_DO THIS_
Give all of the lines again exactly as they read.

_STORED ROWS_

+ + + + + + +

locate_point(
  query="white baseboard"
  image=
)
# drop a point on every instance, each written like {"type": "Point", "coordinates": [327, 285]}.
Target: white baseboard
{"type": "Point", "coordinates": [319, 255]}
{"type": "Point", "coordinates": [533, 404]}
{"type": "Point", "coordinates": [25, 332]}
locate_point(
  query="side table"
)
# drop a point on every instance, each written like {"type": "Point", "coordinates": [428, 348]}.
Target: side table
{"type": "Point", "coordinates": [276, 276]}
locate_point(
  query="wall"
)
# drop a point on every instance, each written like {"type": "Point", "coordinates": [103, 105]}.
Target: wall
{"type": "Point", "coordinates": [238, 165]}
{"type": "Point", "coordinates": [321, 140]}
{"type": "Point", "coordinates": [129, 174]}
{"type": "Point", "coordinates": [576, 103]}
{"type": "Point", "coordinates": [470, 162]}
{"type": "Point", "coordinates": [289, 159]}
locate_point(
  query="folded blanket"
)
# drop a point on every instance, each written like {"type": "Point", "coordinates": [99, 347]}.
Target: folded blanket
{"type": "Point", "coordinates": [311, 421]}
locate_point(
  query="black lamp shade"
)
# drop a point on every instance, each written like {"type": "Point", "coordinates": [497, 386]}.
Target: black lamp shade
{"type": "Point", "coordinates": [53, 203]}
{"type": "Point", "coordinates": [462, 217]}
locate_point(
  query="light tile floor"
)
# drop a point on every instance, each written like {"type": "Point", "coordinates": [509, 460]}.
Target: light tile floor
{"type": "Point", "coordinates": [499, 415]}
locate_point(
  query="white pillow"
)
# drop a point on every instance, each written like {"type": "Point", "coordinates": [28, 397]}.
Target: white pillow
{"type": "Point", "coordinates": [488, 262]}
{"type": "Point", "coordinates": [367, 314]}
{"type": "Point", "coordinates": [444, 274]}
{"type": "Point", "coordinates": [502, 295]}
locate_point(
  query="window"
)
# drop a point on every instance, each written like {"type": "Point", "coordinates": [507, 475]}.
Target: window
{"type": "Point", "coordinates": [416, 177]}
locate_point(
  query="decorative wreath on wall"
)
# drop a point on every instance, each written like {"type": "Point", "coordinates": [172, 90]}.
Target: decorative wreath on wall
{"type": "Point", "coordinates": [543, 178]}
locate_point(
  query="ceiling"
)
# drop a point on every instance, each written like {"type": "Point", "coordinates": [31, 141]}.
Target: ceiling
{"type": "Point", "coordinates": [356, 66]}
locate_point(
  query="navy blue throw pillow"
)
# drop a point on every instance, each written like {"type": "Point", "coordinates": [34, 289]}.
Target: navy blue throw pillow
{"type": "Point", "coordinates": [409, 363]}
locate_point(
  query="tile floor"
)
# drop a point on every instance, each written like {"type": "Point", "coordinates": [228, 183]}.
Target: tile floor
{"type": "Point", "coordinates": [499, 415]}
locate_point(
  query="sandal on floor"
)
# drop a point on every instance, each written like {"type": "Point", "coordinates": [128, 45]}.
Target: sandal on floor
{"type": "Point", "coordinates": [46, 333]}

+ + + + + + +

_THE RESPONSE_
locate_point(
  query="white baseboard"
  image=
)
# drop a point on every instance, each written like {"type": "Point", "coordinates": [327, 285]}.
Target: white baseboard
{"type": "Point", "coordinates": [319, 255]}
{"type": "Point", "coordinates": [533, 404]}
{"type": "Point", "coordinates": [25, 332]}
locate_point(
  query="side table"
)
# drop a point on every instance, each written like {"type": "Point", "coordinates": [428, 348]}.
Target: side table
{"type": "Point", "coordinates": [276, 276]}
locate_point(
  query="wall"
)
# drop a point on every instance, each written like {"type": "Point", "coordinates": [103, 105]}.
Target: wall
{"type": "Point", "coordinates": [238, 165]}
{"type": "Point", "coordinates": [321, 140]}
{"type": "Point", "coordinates": [129, 174]}
{"type": "Point", "coordinates": [576, 103]}
{"type": "Point", "coordinates": [470, 162]}
{"type": "Point", "coordinates": [289, 159]}
locate_point(
  query="folded blanket"
)
# drop a point on every instance, each written like {"type": "Point", "coordinates": [99, 347]}.
Target: folded blanket
{"type": "Point", "coordinates": [311, 421]}
locate_point(
  query="black lamp shade"
)
# drop a point on every instance, each written like {"type": "Point", "coordinates": [497, 386]}.
Target: black lamp shade
{"type": "Point", "coordinates": [53, 203]}
{"type": "Point", "coordinates": [462, 217]}
locate_point(
  query="light tile floor"
)
# drop a point on every instance, each written like {"type": "Point", "coordinates": [509, 460]}.
Target: light tile floor
{"type": "Point", "coordinates": [499, 415]}
locate_point(
  query="white pillow"
)
# drop a point on every instance, each written like {"type": "Point", "coordinates": [28, 397]}.
Target: white pillow
{"type": "Point", "coordinates": [488, 262]}
{"type": "Point", "coordinates": [367, 314]}
{"type": "Point", "coordinates": [444, 274]}
{"type": "Point", "coordinates": [502, 295]}
locate_point(
  query="window"
)
# drop a point on every instance, each written like {"type": "Point", "coordinates": [507, 475]}.
Target: window
{"type": "Point", "coordinates": [416, 177]}
locate_point(
  query="decorative wreath on wall"
)
# drop a point on every instance, each written like {"type": "Point", "coordinates": [172, 90]}.
Target: decorative wreath on wall
{"type": "Point", "coordinates": [543, 178]}
locate_point(
  query="ceiling"
)
# drop a point on every instance, each written like {"type": "Point", "coordinates": [31, 141]}.
Target: ceiling
{"type": "Point", "coordinates": [356, 66]}
locate_point(
  query="navy blue throw pillow"
)
# drop a point on every instance, each written like {"type": "Point", "coordinates": [34, 289]}.
Target: navy blue throw pillow
{"type": "Point", "coordinates": [409, 363]}
locate_point(
  query="tile floor"
)
# drop a point on every instance, each written like {"type": "Point", "coordinates": [228, 183]}.
Target: tile floor
{"type": "Point", "coordinates": [499, 415]}
locate_point(
  query="sandal on floor"
)
# drop a point on every instance, each written like {"type": "Point", "coordinates": [128, 45]}.
Target: sandal on floor
{"type": "Point", "coordinates": [46, 333]}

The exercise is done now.